▶ **Exercise directions**: Count the lines in the entries that contain the word "negative". Reply with only the number.
┄┄┄┄┄┄┄┄┄┄┄┄┄┄┄┄┄┄┄┄
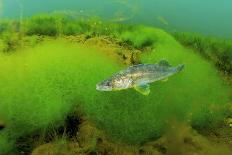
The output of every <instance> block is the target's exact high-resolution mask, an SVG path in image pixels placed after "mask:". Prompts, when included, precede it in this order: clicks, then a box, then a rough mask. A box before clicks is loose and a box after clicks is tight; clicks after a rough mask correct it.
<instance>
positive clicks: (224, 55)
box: [173, 32, 232, 74]
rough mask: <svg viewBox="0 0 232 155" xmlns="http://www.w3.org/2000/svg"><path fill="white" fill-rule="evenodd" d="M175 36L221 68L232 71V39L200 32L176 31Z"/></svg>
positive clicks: (220, 69) (186, 45) (225, 69)
mask: <svg viewBox="0 0 232 155" xmlns="http://www.w3.org/2000/svg"><path fill="white" fill-rule="evenodd" d="M173 36H174V37H175V38H176V39H177V40H178V41H179V42H180V43H181V44H183V45H184V46H186V47H189V48H192V49H194V50H195V51H196V52H198V53H199V54H201V55H202V56H204V57H205V58H207V59H209V60H210V61H212V62H213V63H214V64H215V65H216V66H217V67H218V68H219V69H220V70H222V71H224V72H226V73H227V74H231V73H232V53H231V51H232V41H231V40H226V39H219V38H213V37H205V36H202V35H200V34H191V33H181V32H179V33H178V32H176V33H174V34H173Z"/></svg>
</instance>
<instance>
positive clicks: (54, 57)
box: [0, 17, 229, 152]
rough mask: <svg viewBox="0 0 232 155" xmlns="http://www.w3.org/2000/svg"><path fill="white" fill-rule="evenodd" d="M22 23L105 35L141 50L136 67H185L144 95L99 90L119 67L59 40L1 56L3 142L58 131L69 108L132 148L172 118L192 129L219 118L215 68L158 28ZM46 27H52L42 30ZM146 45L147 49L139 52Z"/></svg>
mask: <svg viewBox="0 0 232 155" xmlns="http://www.w3.org/2000/svg"><path fill="white" fill-rule="evenodd" d="M36 18H37V17H36ZM28 20H29V21H28V23H27V24H28V25H27V24H26V25H27V26H28V27H27V28H26V32H27V34H28V35H50V36H55V37H56V36H62V35H65V33H66V32H68V33H67V34H68V35H70V34H72V33H77V34H78V33H83V34H90V36H89V37H91V35H109V36H112V37H115V38H117V39H118V40H119V42H117V43H118V44H122V45H123V43H126V45H131V46H133V47H135V48H137V49H141V50H143V52H141V55H140V61H141V62H142V63H155V62H157V61H159V60H160V59H167V60H168V61H170V63H171V64H172V65H177V64H180V63H185V64H186V69H185V70H184V71H183V72H181V73H180V74H178V75H175V76H173V77H171V78H170V80H169V81H168V82H165V83H163V82H156V83H154V84H152V85H151V93H150V95H149V96H143V95H140V94H138V93H137V92H135V91H134V90H133V89H128V90H125V91H116V92H99V91H97V90H96V87H95V85H96V83H98V82H99V81H102V80H103V79H105V78H106V77H109V76H110V75H112V74H113V73H115V72H117V71H118V70H120V69H121V68H122V66H121V65H120V64H117V63H116V62H115V61H114V59H111V57H108V56H107V55H106V54H104V53H103V52H102V53H101V51H99V50H96V49H93V48H91V47H89V46H88V47H86V46H85V47H82V46H81V45H74V44H71V43H67V42H66V41H63V40H58V41H51V42H46V43H44V44H41V45H40V46H38V47H35V48H29V49H28V50H23V51H18V52H16V53H14V54H13V55H10V56H6V55H1V56H0V61H1V64H0V75H1V76H0V81H1V82H0V87H1V89H0V98H1V104H0V113H1V114H2V115H4V116H5V117H6V118H7V119H6V122H7V124H8V125H7V127H6V129H4V130H3V131H2V132H1V134H2V135H5V136H4V137H0V141H2V142H4V141H6V140H7V141H9V142H10V143H14V142H15V140H16V139H17V138H18V137H20V136H23V135H26V134H30V133H33V132H34V131H37V130H41V129H44V128H45V129H46V128H48V127H50V126H54V128H56V127H57V126H59V125H60V124H62V123H63V122H64V120H65V118H66V116H67V115H68V114H69V113H70V112H72V110H73V109H74V108H73V107H75V106H78V107H79V109H80V110H81V112H83V113H84V114H85V116H87V118H88V119H89V120H91V121H92V122H94V124H95V125H96V126H97V127H98V128H100V129H102V130H104V131H105V132H106V133H107V135H108V137H110V138H111V139H112V140H115V141H121V142H124V143H130V144H132V143H133V144H135V143H136V144H140V143H143V142H146V141H149V140H151V139H155V138H158V137H159V136H161V135H162V133H163V132H165V129H166V127H167V126H168V125H172V119H177V120H181V121H185V122H188V123H190V124H191V125H193V126H194V127H195V128H202V127H208V128H210V127H213V126H215V125H216V124H217V123H219V122H220V121H222V119H223V117H224V116H225V109H226V107H225V105H226V103H227V102H229V94H228V90H227V87H225V86H223V85H222V82H221V79H220V78H219V76H218V75H217V70H216V69H215V68H214V67H213V65H211V64H210V63H209V62H207V61H206V60H204V59H203V58H202V57H200V56H199V55H197V54H196V53H194V52H193V51H191V50H186V49H185V48H183V47H182V46H181V45H180V44H179V43H178V42H177V41H176V40H175V39H174V38H173V37H171V36H170V35H168V34H167V33H166V32H164V31H162V30H160V29H156V28H148V27H143V26H129V25H126V26H123V25H117V24H107V23H102V24H101V23H98V24H97V25H96V26H95V27H94V29H92V28H93V27H91V24H90V23H92V21H88V22H86V23H85V22H84V21H81V22H80V23H79V25H78V26H77V29H78V30H77V29H76V28H73V29H74V30H75V31H72V30H71V28H67V31H66V30H65V24H62V22H64V21H65V20H66V19H65V20H64V19H62V20H60V19H59V20H58V22H61V23H59V24H61V25H60V26H58V27H57V25H55V26H54V25H50V24H52V23H53V24H54V23H57V20H56V18H55V17H54V18H53V17H48V18H47V17H46V18H45V21H42V23H43V24H41V28H40V25H39V24H38V23H39V22H38V21H40V20H43V17H41V18H40V17H38V19H33V20H32V21H33V22H32V23H31V24H30V19H28ZM67 21H68V22H69V20H68V19H67ZM47 26H48V27H50V28H48V29H47V30H45V29H46V27H47ZM73 26H74V25H73ZM105 26H107V28H109V30H108V29H107V30H106V29H105ZM42 27H43V28H42ZM71 27H72V26H71ZM61 29H62V31H61ZM68 30H71V31H68ZM65 31H66V32H65ZM69 32H70V33H69ZM141 34H142V35H141ZM35 40H37V39H35ZM146 47H150V48H149V49H150V50H144V49H146ZM114 54H115V53H114ZM51 60H52V62H51ZM1 151H2V150H1V148H0V152H1Z"/></svg>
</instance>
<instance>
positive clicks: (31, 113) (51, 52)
mask: <svg viewBox="0 0 232 155" xmlns="http://www.w3.org/2000/svg"><path fill="white" fill-rule="evenodd" d="M0 61H1V64H0V75H1V76H0V81H1V82H0V87H1V89H0V98H1V104H0V113H1V116H3V117H4V118H5V122H6V128H5V129H3V130H2V131H1V132H0V134H1V135H0V143H3V144H5V145H1V147H0V152H1V153H3V149H6V147H3V146H6V145H7V144H10V143H12V142H13V141H14V140H15V139H16V138H17V137H18V136H22V135H24V134H29V133H30V132H33V131H36V130H38V129H46V128H49V127H52V126H54V127H56V126H58V125H60V124H61V123H63V121H64V119H65V117H66V115H67V114H68V113H69V112H70V110H71V109H72V108H73V105H78V104H79V103H80V102H81V99H82V98H83V96H88V97H90V98H91V97H92V93H95V84H96V83H97V82H98V81H99V80H101V79H102V78H104V77H105V76H108V75H110V74H112V73H113V72H115V71H117V70H118V67H117V65H116V64H115V63H114V62H111V61H110V60H109V59H108V58H107V57H106V56H104V55H103V54H102V53H100V52H98V51H97V50H95V49H91V48H88V49H87V48H86V47H81V46H80V45H73V44H70V43H67V42H65V41H54V42H48V43H44V44H41V45H40V46H38V47H36V48H33V49H28V50H25V51H18V52H17V53H15V54H12V55H4V56H1V57H0ZM93 90H94V91H93ZM5 141H9V142H8V143H6V142H5Z"/></svg>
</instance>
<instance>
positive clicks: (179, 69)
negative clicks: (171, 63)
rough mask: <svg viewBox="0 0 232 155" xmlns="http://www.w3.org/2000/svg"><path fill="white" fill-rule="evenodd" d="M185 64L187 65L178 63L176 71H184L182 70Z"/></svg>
mask: <svg viewBox="0 0 232 155" xmlns="http://www.w3.org/2000/svg"><path fill="white" fill-rule="evenodd" d="M184 66H185V65H184V64H181V65H178V66H177V67H176V68H175V70H176V72H177V73H178V72H180V71H182V70H183V69H184Z"/></svg>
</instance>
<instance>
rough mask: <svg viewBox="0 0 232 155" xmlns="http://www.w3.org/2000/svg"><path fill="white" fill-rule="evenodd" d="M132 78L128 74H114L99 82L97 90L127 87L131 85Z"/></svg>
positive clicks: (105, 90)
mask: <svg viewBox="0 0 232 155" xmlns="http://www.w3.org/2000/svg"><path fill="white" fill-rule="evenodd" d="M131 84H132V80H131V79H130V78H127V76H114V77H111V78H109V79H107V80H104V81H102V82H101V83H99V84H97V86H96V87H97V88H96V89H97V90H100V91H115V90H122V89H127V88H129V87H130V86H131Z"/></svg>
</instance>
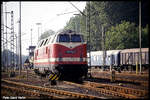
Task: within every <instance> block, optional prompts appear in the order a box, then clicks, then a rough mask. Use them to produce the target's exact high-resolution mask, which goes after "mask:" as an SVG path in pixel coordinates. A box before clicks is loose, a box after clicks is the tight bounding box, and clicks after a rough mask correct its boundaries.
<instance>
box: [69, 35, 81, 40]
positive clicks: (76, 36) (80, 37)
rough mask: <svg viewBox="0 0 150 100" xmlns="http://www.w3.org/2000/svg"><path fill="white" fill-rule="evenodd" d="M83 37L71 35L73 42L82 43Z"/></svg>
mask: <svg viewBox="0 0 150 100" xmlns="http://www.w3.org/2000/svg"><path fill="white" fill-rule="evenodd" d="M81 41H82V40H81V35H77V34H73V35H71V42H81Z"/></svg>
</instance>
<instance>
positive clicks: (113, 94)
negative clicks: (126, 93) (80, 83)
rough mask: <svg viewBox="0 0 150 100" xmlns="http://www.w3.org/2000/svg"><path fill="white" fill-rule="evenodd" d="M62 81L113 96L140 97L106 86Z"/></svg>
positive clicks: (103, 93)
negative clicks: (94, 90)
mask: <svg viewBox="0 0 150 100" xmlns="http://www.w3.org/2000/svg"><path fill="white" fill-rule="evenodd" d="M64 83H66V84H71V85H75V86H78V87H82V88H88V89H91V90H96V91H97V92H99V93H101V94H104V95H111V96H114V97H120V98H127V99H138V98H140V97H138V96H135V95H131V94H126V93H123V92H120V91H114V90H112V89H108V88H96V87H94V86H90V85H87V84H86V85H81V84H76V83H72V82H67V81H64Z"/></svg>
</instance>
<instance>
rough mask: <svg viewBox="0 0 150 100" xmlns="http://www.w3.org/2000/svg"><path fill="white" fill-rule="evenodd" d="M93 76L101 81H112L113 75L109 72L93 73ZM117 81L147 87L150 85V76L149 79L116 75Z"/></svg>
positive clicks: (119, 74)
mask: <svg viewBox="0 0 150 100" xmlns="http://www.w3.org/2000/svg"><path fill="white" fill-rule="evenodd" d="M92 76H93V77H94V78H101V79H109V80H110V79H111V74H110V73H108V72H101V73H100V72H93V73H92ZM115 80H116V81H125V82H131V83H140V84H141V85H143V86H147V87H148V85H149V83H148V80H149V79H148V76H147V77H142V76H139V77H138V76H137V75H133V76H132V75H129V74H127V75H126V74H125V75H122V74H116V75H115Z"/></svg>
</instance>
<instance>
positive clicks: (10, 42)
mask: <svg viewBox="0 0 150 100" xmlns="http://www.w3.org/2000/svg"><path fill="white" fill-rule="evenodd" d="M10 39H11V40H10V44H11V67H14V62H15V57H14V46H15V44H14V15H13V11H11V36H10Z"/></svg>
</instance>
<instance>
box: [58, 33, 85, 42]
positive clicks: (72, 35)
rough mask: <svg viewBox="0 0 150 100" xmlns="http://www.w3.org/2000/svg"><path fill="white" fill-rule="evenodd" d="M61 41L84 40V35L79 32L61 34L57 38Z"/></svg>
mask: <svg viewBox="0 0 150 100" xmlns="http://www.w3.org/2000/svg"><path fill="white" fill-rule="evenodd" d="M57 41H59V42H84V40H83V36H82V35H79V34H71V35H68V34H60V35H59V36H58V38H57Z"/></svg>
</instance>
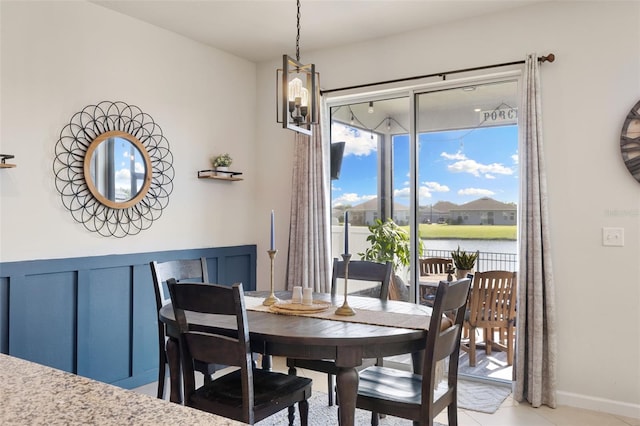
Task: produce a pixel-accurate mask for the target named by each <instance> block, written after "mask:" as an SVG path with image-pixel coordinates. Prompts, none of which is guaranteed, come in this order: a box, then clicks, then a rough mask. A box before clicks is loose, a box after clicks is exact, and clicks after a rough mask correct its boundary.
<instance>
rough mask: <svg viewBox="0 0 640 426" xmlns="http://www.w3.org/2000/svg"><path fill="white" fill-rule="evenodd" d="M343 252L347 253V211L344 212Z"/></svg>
mask: <svg viewBox="0 0 640 426" xmlns="http://www.w3.org/2000/svg"><path fill="white" fill-rule="evenodd" d="M344 253H345V254H349V212H348V211H346V212H344Z"/></svg>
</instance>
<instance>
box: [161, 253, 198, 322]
mask: <svg viewBox="0 0 640 426" xmlns="http://www.w3.org/2000/svg"><path fill="white" fill-rule="evenodd" d="M150 266H151V275H152V277H153V281H154V284H155V291H156V305H157V308H158V310H159V309H160V308H161V307H162V306H164V305H166V304H167V303H169V293H168V292H165V288H164V285H165V284H166V282H167V280H168V279H169V278H174V279H175V280H176V281H177V282H178V283H181V282H198V283H207V282H209V273H208V271H207V260H206V259H205V258H200V259H179V260H169V261H166V262H156V261H153V262H150Z"/></svg>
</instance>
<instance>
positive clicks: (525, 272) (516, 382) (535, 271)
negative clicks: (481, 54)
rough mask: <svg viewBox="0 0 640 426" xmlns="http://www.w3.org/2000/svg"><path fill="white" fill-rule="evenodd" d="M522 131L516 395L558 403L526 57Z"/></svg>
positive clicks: (521, 126) (516, 358)
mask: <svg viewBox="0 0 640 426" xmlns="http://www.w3.org/2000/svg"><path fill="white" fill-rule="evenodd" d="M524 86H525V87H524V92H523V99H522V113H521V114H520V118H521V125H520V132H521V137H522V141H523V144H524V147H523V150H522V151H523V152H522V159H521V161H522V179H521V182H522V187H521V197H520V198H521V200H522V201H521V208H520V226H519V232H520V241H521V244H520V247H521V250H520V272H519V276H518V281H519V282H518V305H517V309H518V315H517V320H516V327H517V331H516V336H517V345H516V347H517V350H516V360H515V369H516V381H515V389H514V397H515V398H516V400H517V401H523V400H527V401H529V402H530V403H531V405H533V406H534V407H540V406H541V405H543V404H544V405H548V406H549V407H552V408H555V407H556V358H557V356H556V354H557V345H556V308H555V289H554V283H553V271H552V265H551V253H550V247H551V244H550V239H549V219H548V214H547V185H546V173H545V166H544V164H545V162H544V151H543V149H542V112H541V108H540V104H541V102H540V65H539V63H538V57H537V55H536V54H530V55H528V57H527V60H526V64H525V72H524Z"/></svg>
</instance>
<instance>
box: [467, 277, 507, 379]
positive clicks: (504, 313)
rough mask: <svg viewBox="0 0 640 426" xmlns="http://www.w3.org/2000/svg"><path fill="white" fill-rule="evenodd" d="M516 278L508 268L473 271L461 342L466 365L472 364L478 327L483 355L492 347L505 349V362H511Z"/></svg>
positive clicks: (476, 342)
mask: <svg viewBox="0 0 640 426" xmlns="http://www.w3.org/2000/svg"><path fill="white" fill-rule="evenodd" d="M517 282H518V280H517V273H516V272H511V271H486V272H476V274H475V275H474V277H473V283H472V285H471V291H470V292H469V305H468V307H467V311H468V313H467V318H466V319H465V322H464V328H465V337H466V335H467V334H468V341H467V342H465V343H463V344H462V349H463V350H464V351H465V352H468V353H469V366H471V367H475V365H476V346H478V343H477V342H476V337H477V336H476V332H477V331H478V330H481V331H482V332H483V335H484V347H485V352H486V353H487V355H490V354H491V352H492V350H493V349H494V348H495V349H497V350H502V351H506V352H507V365H513V352H514V346H515V328H516V327H515V326H516V297H517ZM496 332H497V333H498V338H497V339H496V338H495V333H496Z"/></svg>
┄┄┄┄┄┄┄┄┄┄┄┄┄┄┄┄┄┄┄┄
▶ **Your response**: 4